Problems and tasks:
(a) Answer these questions about the CuFeOx catalyst summary:
(i) At what temperature was H2 activation carried out to reach 99.6% CO conversion?
(ii) Which two processes does the stated contribution focus on?
(iii) Which species are named as key intermediates in the reaction pathway?
(b) Pick up the CuFeOx catalyst summary after its last key finding and continue it.

===== Passage to read =====

# Unveiling the Promoting Mechanism of H2 Activation on CuFeOx Catalyst for Low-Temperature CO Oxidation

**Authors:** Zhenghua Shen, Xiangdong Xing, Yuan She, Hao Meng, Wenkang Niu, Shan Ren

PMC · DOI: 10.3390/molecules29143347 · 2024-07-17

## TL;DR

This study explores how hydrogen activation improves the performance of a CuFeOx catalyst in low-temperature CO oxidation.

## Contribution

The paper reveals the promoting mechanism of H2 activation on CuFeOx for CO oxidation, focusing on Fe2+ generation and oxygen vacancy formation.

## Key findings

- H2 activation at 100°C achieved 99.6% CO conversion at 175°C.
- H2 activation increased Fe2+ species and oxygen vacancy concentration, enhancing oxygen migration.
- The reaction pathway involved MvK and L-H mechanisms, with Cu+-CO and carbonate species as key intermediates.

===== Raw records =====

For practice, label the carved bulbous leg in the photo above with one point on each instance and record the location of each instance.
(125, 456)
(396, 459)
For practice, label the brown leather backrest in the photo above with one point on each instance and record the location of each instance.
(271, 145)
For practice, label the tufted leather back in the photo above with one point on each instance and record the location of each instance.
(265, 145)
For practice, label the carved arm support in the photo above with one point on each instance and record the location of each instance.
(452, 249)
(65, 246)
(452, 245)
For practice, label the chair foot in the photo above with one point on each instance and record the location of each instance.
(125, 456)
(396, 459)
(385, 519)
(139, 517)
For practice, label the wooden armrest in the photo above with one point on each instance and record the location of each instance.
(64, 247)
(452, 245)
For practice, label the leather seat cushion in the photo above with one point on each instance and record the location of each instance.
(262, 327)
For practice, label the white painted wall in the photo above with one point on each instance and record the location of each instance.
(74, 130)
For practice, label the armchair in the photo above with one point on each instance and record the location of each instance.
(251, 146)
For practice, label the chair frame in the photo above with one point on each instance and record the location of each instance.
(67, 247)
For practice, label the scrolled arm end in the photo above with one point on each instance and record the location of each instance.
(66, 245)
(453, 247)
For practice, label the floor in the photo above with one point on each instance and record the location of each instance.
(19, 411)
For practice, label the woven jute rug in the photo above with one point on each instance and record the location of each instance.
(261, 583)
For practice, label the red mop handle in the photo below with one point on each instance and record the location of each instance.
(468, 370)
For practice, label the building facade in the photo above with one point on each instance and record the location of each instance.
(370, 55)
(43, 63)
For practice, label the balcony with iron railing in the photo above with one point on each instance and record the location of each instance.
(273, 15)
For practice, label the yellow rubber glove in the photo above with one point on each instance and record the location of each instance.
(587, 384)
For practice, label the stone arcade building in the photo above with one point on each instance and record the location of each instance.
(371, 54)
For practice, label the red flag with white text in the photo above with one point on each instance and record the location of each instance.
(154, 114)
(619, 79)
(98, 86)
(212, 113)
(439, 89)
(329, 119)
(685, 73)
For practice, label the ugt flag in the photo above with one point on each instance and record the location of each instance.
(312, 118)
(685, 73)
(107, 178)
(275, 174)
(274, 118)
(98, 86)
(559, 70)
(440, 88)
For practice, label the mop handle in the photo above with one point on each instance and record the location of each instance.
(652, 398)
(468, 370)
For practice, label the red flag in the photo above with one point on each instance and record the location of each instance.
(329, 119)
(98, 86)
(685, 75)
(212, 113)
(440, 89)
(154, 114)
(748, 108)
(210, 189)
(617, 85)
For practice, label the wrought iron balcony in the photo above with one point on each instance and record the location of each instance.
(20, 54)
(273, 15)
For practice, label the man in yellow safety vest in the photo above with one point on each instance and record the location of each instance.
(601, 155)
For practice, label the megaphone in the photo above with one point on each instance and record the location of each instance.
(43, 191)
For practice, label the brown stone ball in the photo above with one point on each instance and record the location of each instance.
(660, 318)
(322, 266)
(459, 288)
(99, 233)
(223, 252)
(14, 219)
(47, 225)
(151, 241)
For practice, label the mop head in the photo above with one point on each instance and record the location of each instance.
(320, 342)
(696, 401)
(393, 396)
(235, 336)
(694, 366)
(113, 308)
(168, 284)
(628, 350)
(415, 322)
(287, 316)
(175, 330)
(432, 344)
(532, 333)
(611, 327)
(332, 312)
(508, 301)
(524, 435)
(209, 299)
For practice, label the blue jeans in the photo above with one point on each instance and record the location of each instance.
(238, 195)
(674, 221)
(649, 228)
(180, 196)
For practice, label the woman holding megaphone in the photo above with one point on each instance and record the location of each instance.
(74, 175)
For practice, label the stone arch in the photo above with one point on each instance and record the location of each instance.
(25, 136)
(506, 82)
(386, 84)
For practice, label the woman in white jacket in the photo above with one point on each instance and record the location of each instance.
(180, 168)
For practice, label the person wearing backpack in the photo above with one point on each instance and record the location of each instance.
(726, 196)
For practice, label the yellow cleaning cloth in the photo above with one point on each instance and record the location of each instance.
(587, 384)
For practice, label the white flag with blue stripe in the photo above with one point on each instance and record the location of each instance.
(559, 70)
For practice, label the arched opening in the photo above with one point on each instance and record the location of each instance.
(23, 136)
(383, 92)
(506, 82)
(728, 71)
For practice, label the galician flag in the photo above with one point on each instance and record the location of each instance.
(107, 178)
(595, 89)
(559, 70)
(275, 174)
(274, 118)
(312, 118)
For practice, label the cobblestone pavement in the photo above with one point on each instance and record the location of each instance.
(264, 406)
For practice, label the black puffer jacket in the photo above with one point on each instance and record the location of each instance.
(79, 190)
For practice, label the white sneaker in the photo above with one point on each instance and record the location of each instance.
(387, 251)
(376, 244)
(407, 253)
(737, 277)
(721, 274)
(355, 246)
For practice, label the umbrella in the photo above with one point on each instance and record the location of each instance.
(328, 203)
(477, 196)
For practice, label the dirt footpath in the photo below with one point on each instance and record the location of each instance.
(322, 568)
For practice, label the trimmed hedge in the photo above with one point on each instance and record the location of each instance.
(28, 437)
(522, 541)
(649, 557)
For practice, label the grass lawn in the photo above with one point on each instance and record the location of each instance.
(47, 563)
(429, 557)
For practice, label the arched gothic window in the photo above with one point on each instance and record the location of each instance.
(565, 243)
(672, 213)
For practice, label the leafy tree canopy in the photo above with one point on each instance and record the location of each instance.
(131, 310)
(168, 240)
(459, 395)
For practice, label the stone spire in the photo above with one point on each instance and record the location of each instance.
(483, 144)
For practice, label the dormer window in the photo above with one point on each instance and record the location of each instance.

=====

Responses per task:
(a)
(i) 100°C
(ii) Fe2+ generation and oxygen vacancy formation
(iii) Cu+-CO and carbonate species

(b)
## Abstract

The effect of H2 activation on the performance of CuFeOx catalyst for low-temperature CO oxidation was investigated. The characterizations of XRD, XPS, H2-TPR, O2-TPD, and in situ DRIFTS were employed to establish the relationship between physicochemical property and catalytic activity. The results showed that the CuFeOx catalyst activated with H2 at 100 °C displayed higher performance, which achieved 99.6% CO conversion at 175 °C. In addition, the H2 activation promoted the generation of Fe2+ species, and more oxygen vacancy could be formation with higher concentration of Oα species, which improved the migration rate of oxygen species in the reaction process. Furthermore, the reducibility of the catalyst was enhanced significantly, which increased the low-temperature activity. Moreover, the in situ DRIFTS experiments revealed that the reaction pathway of CO oxidation followed MvK mechanism at low temperature (<175 °C), and both MvK and L-H mechanism was involved at high temperature. The Cu+-CO and carbonate species were the main reactive intermediates, and the H2 activation increased the concentration of Cu+ species and accelerated the decomposition carbonate species, thus improving the catalytic performance effectively.

## Linked entities

- **Chemicals:** H2 (PubChem CID 783), CO (PubChem CID 281), O2 (PubChem CID 977), Cu+ (PubChem CID 23978), carbonate (PubChem CID 19660)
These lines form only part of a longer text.